• **Reading passage**
++++++

Okay, here's my big thought on how to address the runaway winner problem.

WARNING: Holy cow violation imminent! :eek:

Move away from the multiple path victory with the scoring victory being this pointless time-out condition. Ditch the current scoring condition, and replace it with a race to accumulate a requisite number of achievements. There are achievements for all of the civ that is supposed to qualify as civ as having that all-important quality of greatness. You're basically competing to get the most pages in some abstract history book. And there are lots of achievements required--think more like 100 than 10.

There are permanent achievements for being the first to do something notable, like found a religion with all four beliefs. Or reaching certain thresholds, like city population or treasury size or meeting all the civ's or city-states. Building a world wonder and discovering natural wonders are achievements. And then are a few achievements that would be unique to each civ so only that civ can pursue them.

Now, in addition to that, there are also many achievements that are essentially titles that have to be held onto for a certain duration before they kick in. Stuff like having the largest empire or having the strongest army. Some might only be available for a certain time. For iinstance, once a couple of players have reached the medieval era, there's an achievement for having the most castles or the most knights. Then when a couple of players reach the renaissance comes, there are achievements for amassing great people, building fleets, and controlling luxury resources.

Many achievements can be taken from you. This is where capturing capitals and converting other civ's to your religion and other forms of conflict come in. Conversely, you can get achievements for diplomacy by striking up alliances or having the most city-states as suzerains.

What does this all accomplish? Well, you no longer are faced with the all-or-nothing propositions that domination and religious victory present. You don't necessarily see winners of scientific or cultural victories coming from miles away, because completing space projects and attracting visitors are ways to gain achievements and that might be all you need. Basically, civ's can pivot and pursue military, religion, art, science, economy, diplomacy, and more rather than focus. A game where players can't pivot is a game that lends itself to runaways.

Best post in this thread.
 
@Olleus

The problem you describe here is referred to scientifically as Cumulative Advantage/Disadvantage and is an actual phenomenon in reality. Cumulative Advantage or Snowballing as we like to call it due to Conquering other Civilizations is indeed a a very severe problem in Civ 6.

However, I think the solution of increasing costs exponentially in response to increased production rates is not feasible and here's why, based on the principles of game design. In every game, there are clear rewards and punishments; without which the game will not be fun. Rewards must always be the result of right decisions and Punishments are always the results of wrong decisions. At no point of time should a player be punished for making sensible decisions and the opposite is true as well.

In Civ 6, rewards come in several forms but most of them trace back to the same root, an increase in relative "power" to complete objectives. One of these rewards is an increase in generation of resources; be it production, food, gold, culture, faith or science.

If production/gold costs are unfairly increased for a player just because he's winning and needs come challenge then you would have broken 3 fundamental rules of game design; all at the same time.

1: Giving a winning player a handicap is simply unfair. Games must be fair, that is why there is balancing in games in the first place. You don't start crippling leading athletes just because they'e taking a significant lead that's just absurd.

2: Giving a winning player a handicap for being efficient in one aspect is directly punishing a player for doing things right when you'r supposed to reward them instead. Terrible.

++++++

• **Requirement 1**
In the records below, state how many lines contain the word "mountain". Give only the number.

++++++

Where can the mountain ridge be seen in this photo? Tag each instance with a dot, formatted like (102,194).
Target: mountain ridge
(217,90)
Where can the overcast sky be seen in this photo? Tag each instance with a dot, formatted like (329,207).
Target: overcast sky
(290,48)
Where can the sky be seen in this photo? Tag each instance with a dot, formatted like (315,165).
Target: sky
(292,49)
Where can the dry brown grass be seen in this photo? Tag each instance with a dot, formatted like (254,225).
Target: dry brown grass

++++++

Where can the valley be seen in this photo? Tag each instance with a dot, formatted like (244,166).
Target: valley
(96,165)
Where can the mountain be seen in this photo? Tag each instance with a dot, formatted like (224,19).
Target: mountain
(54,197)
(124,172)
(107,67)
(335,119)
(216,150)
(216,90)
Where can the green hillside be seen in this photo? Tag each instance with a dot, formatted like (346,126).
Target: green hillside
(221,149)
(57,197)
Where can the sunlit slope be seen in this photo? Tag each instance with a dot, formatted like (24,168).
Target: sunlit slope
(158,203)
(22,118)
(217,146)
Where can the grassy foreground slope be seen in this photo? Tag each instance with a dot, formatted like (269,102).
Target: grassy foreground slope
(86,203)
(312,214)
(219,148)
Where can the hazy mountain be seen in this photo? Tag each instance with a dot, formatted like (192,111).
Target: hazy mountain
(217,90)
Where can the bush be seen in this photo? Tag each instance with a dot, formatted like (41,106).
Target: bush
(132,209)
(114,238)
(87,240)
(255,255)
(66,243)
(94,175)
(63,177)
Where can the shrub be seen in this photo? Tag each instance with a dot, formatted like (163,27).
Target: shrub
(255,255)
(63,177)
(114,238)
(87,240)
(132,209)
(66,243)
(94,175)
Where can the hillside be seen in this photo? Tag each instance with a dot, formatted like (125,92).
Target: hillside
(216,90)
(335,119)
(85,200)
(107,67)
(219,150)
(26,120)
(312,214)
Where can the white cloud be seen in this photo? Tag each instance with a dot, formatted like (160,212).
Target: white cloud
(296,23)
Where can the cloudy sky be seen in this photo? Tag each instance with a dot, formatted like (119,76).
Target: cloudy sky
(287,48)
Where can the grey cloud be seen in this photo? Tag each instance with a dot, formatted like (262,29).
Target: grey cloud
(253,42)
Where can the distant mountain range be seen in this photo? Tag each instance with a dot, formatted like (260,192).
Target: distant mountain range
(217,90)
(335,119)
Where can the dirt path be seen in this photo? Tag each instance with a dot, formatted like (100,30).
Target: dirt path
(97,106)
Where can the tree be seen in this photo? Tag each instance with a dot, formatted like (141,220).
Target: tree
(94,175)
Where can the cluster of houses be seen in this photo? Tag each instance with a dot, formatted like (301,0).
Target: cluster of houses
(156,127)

++++++

• **Requirement 2**
In the discussion of the runaway winner problem, do these statements agree with the text? (a) The proposal calls for a required number of achievements closer to 10 than to 100. (b) Building a world wonder counts as an achievement. (c) The reply addressed to @Olleus endorses raising costs exponentially as production rises. For each, answer yes or no and quote the words of the text that decide it.

• **Exercise response 1**
8

• **Exercise response 2**
(a) No: "think more like 100 than 10."
(b) Yes: "Building a world wonder and discovering natural wonders are achievements."
(c) No: "I think the solution of increasing costs exponentially in response to increased production rates is not feasible"